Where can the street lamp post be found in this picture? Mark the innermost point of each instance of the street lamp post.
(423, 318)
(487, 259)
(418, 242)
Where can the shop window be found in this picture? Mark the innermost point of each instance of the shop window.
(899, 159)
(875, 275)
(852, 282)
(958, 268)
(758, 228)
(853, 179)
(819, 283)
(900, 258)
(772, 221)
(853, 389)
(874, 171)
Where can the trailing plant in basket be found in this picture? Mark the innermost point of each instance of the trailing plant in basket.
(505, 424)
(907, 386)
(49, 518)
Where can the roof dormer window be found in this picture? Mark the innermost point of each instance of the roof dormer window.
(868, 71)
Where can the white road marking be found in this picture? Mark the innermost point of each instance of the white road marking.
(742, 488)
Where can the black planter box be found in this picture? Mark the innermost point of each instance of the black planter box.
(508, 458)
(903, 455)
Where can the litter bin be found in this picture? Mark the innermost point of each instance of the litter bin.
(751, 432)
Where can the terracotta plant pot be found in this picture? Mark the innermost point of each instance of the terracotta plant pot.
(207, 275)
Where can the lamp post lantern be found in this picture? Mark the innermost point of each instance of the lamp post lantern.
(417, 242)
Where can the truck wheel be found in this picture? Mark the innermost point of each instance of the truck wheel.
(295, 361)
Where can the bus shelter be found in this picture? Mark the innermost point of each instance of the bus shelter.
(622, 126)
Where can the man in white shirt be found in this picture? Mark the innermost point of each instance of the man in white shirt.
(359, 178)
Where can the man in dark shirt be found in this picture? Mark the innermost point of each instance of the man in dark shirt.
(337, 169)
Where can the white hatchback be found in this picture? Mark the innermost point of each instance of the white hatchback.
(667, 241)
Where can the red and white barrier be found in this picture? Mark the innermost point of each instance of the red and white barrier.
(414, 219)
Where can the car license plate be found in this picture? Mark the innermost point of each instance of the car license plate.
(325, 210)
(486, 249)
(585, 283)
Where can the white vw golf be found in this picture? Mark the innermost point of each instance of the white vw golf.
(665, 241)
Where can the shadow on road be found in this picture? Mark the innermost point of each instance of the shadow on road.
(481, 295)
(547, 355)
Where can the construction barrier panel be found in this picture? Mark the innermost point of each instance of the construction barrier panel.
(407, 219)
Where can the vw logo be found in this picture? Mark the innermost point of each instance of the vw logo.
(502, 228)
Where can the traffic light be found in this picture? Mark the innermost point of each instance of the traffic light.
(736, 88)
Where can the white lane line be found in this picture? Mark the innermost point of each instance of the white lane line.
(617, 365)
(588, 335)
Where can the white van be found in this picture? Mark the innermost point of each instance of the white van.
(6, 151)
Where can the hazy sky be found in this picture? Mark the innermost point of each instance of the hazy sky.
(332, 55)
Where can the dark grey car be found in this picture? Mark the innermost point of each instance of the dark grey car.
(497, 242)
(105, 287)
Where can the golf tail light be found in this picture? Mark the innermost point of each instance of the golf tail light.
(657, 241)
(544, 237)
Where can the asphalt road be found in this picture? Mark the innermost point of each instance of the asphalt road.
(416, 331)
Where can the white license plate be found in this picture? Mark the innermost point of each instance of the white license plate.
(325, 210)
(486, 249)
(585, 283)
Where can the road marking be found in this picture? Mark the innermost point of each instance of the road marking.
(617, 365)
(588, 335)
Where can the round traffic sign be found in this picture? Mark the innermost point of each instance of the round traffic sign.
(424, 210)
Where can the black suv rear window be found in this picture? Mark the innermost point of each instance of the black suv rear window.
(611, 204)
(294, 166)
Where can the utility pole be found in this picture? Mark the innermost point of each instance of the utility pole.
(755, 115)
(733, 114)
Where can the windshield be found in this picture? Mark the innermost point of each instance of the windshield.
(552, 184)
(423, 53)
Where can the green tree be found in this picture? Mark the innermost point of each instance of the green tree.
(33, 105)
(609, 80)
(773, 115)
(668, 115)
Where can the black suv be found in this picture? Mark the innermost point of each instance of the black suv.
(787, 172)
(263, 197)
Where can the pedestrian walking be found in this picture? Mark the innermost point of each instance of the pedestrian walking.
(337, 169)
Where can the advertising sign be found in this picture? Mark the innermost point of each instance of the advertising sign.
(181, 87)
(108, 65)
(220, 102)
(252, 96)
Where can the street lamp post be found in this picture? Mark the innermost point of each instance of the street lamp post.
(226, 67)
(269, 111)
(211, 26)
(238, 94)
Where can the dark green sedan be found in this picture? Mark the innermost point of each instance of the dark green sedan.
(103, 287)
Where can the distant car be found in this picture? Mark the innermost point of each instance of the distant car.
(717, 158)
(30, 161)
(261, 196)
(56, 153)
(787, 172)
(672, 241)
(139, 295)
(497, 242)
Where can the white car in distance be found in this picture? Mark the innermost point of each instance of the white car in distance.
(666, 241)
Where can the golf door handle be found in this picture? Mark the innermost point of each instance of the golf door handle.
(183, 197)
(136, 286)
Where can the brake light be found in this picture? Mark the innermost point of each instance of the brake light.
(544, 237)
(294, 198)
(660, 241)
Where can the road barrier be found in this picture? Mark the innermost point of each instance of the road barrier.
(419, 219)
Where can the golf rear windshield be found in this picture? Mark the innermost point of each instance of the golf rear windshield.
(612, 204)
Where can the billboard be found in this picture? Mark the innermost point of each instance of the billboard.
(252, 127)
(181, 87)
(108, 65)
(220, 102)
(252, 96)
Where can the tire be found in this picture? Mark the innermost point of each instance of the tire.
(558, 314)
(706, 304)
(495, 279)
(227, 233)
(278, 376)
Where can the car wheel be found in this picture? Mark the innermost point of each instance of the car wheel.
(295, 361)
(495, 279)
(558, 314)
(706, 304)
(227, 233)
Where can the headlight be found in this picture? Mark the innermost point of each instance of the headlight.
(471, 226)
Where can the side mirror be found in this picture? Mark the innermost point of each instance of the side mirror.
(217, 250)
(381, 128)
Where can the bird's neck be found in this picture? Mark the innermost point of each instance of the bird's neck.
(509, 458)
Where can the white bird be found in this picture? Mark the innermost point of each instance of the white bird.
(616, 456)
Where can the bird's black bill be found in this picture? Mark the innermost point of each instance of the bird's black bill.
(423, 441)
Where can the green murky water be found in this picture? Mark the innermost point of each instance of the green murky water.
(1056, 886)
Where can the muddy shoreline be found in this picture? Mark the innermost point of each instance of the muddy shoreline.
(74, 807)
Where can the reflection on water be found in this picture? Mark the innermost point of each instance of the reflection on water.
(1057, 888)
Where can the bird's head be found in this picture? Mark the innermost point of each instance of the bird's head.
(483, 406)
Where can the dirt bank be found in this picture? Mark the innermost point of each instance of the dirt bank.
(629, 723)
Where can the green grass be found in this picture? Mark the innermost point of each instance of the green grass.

What you have to do → Would you set down the full listing exactly as it reads?

Exercise response →
Where can the street lamp post be found in this picture? Mark the innermost point of each instance of the street lamp post.
(423, 318)
(487, 259)
(418, 242)
Where can the shop window be found in this picture? Mark the innermost point of each instance of the shop window.
(899, 159)
(875, 275)
(852, 282)
(958, 268)
(758, 228)
(853, 179)
(819, 283)
(900, 258)
(772, 221)
(853, 389)
(874, 171)
Where can the trailing plant in basket be found in this picture? Mark the innermost point of each instance of the trailing plant in basket.
(505, 424)
(907, 386)
(49, 518)
Where can the roof dormer window be found in this picture? Mark the innermost point of each instance of the roof dormer window.
(868, 71)
Where can the white road marking be found in this picture? Mark the innermost point of each instance of the white road marking.
(742, 488)
Where can the black planter box be found in this picture? Mark the innermost point of each instance of the black planter box.
(508, 458)
(903, 455)
Where can the litter bin be found in this picture? Mark the innermost point of each instance of the litter bin.
(751, 432)
Where can the terracotta plant pot be found in this picture? Mark the innermost point of each instance of the terracotta plant pot.
(207, 275)
Where can the lamp post lantern be found in this picture? Mark the innermost point of each instance of the lamp post lantern.
(417, 242)
Where can the truck wheel be found in this picture? Mark the innermost point of each instance of the truck wheel.
(295, 361)
Where can the bus shelter be found in this picture? Mark the innermost point of each instance of the bus shelter.
(622, 126)
Where can the man in white shirt be found in this picture? Mark the innermost point of each instance of the man in white shirt.
(359, 178)
Where can the man in dark shirt be found in this picture? Mark the innermost point of each instance of the man in dark shirt.
(337, 169)
Where can the white hatchback be found in this picture? Mark the innermost point of each instance of the white hatchback.
(667, 241)
Where can the red and white barrier be found in this picture? Mark the innermost point of each instance of the red and white barrier.
(414, 219)
Where can the car license plate be found in this picture? Mark the innermost point of each instance of the car license plate.
(325, 210)
(486, 249)
(585, 283)
Where can the white vw golf be found in this picture? Mark the innermost point of each instance of the white vw golf.
(665, 241)
Where can the shadow on road be found in this picture? Mark the innermost point of each instance of the shadow on road.
(481, 295)
(547, 355)
Where can the construction barrier panel be found in this picture? Mark the innermost point of each instance of the construction barrier panel.
(407, 219)
Where can the vw logo be found in this picture? Mark the innermost point of each instance of the vw logo.
(502, 228)
Where can the traffic light be found in this picture? Mark the innermost point of each instance of the traffic light.
(736, 88)
Where can the white lane line be found in this picture? Mark the innermost point of each instance of the white lane line.
(617, 365)
(588, 335)
Where can the white van be found in this picture? Mark the innermost point of each instance of the white van.
(6, 151)
Where can the hazy sky be found in this picture? Mark the innermost point of each instance of the hazy sky.
(332, 55)
Where can the dark grey car be found in this picture? Mark the innermost point of each instance of the dark grey car.
(497, 242)
(105, 287)
Where can the golf tail light be found in this picture? Mark the innermost point of each instance of the golf tail light.
(657, 241)
(544, 237)
Where can the asphalt road be found in this picture? Mark the innermost point of each instance of the asphalt road.
(416, 331)
Where can the white license plate be found in this picture? Mark the innermost point of each instance of the white license plate.
(325, 210)
(486, 249)
(585, 283)
Where can the road marking be found in this picture? Mark the innermost point of each instance of the road marking.
(617, 365)
(588, 335)
Where can the round traffic sign be found in this picture? Mark the innermost point of each instance of the round traffic sign.
(424, 210)
Where can the black suv rear window be found in this picture? Mark the innermost point of each instance of the black suv rear window.
(611, 204)
(294, 166)
Where can the utility pole be found in this picture? Mark the innermost point of each instance of the utility pole.
(755, 115)
(733, 114)
Where can the windshield be found in this picture? Mark the innermost point of each instance of the windshield.
(552, 184)
(423, 53)
Where can the green tree be found in this picture? Mark the innermost point of each instance of the green tree.
(33, 105)
(609, 80)
(773, 115)
(668, 115)
Where can the black suv be found in this picture? Mark the innermost point of each instance of the black suv.
(787, 172)
(263, 197)
Where can the pedestrian walking be found in this picture? Mark the innermost point of each instance of the pedestrian walking.
(337, 169)
Where can the advertising sign be found in this picture? Mark the innermost point of each instance of the advertising sign.
(181, 87)
(108, 65)
(220, 102)
(252, 96)
Where can the street lamp post be found in this picture? Mark the innermost point of each instance of the street lamp post.
(226, 67)
(269, 111)
(211, 26)
(238, 94)
Where can the dark green sedan be found in this picture? Mark the innermost point of each instance of the dark green sedan.
(103, 287)
Where can the distant car be found in this picture? Mark the innermost point of each instance of the distant car.
(717, 158)
(30, 161)
(261, 196)
(56, 153)
(787, 172)
(672, 241)
(139, 295)
(497, 242)
Where can the white car in distance be found in this picture? Mark the innermost point of each instance of the white car in distance.
(666, 241)
Where can the golf door handle be found in this picture? Mark the innermost point of each instance of the golf door handle.
(183, 197)
(136, 286)
Where can the brake light be found in this picture? Mark the innermost point of each instance of the brake light.
(544, 237)
(294, 198)
(660, 241)
Where can the road barrier be found in this picture? Mark the innermost point of each instance of the road barrier.
(419, 219)
Where can the golf rear windshield be found in this picture? Mark the innermost point of each instance of the golf rear windshield.
(612, 204)
Where can the billboard be found in this picture? Mark the innermost point of each instance of the billboard.
(252, 127)
(181, 87)
(108, 65)
(220, 102)
(252, 96)
Where can the tire be found in this picture? Mark the innermost point of each instance of the tire.
(558, 314)
(706, 304)
(495, 279)
(227, 233)
(278, 376)
Where can the car wheel be found in this picture? Mark the innermost point of each instance of the car wheel.
(295, 361)
(495, 279)
(558, 314)
(706, 304)
(227, 233)
Where can the headlight be found in this picture? Mark the innermost point of each instance of the headlight.
(471, 226)
Where can the side mirror be found in this picture? Mark the innermost point of each instance of the side mirror.
(217, 250)
(381, 128)
Where can the bird's neck be found in this picture? Mark the innermost point of each instance of the bird's neck.
(509, 458)
Where can the white bird be found in this picture? Mark the innermost point of each instance of the white bird.
(616, 456)
Where can the bird's black bill be found in this picture? Mark the innermost point of each instance of the bird's black bill.
(423, 441)
Where can the green murky water be found in this picture? Mark the innermost point of each instance of the green murky water.
(1056, 886)
Where can the muddy shoreline be found in this picture? Mark the innermost point of each instance of the muddy shoreline.
(74, 807)
Where can the reflection on water be found in this picture? Mark the innermost point of each instance of the reflection on water.
(1057, 888)
Where can the bird's head be found in this picture? Mark the innermost point of each instance of the bird's head.
(483, 406)
Where can the dirt bank be found in this picture? Mark the innermost point of each instance of the dirt bank.
(629, 723)
Where can the green grass be found in this picture? Mark the innermost point of each instance of the green grass.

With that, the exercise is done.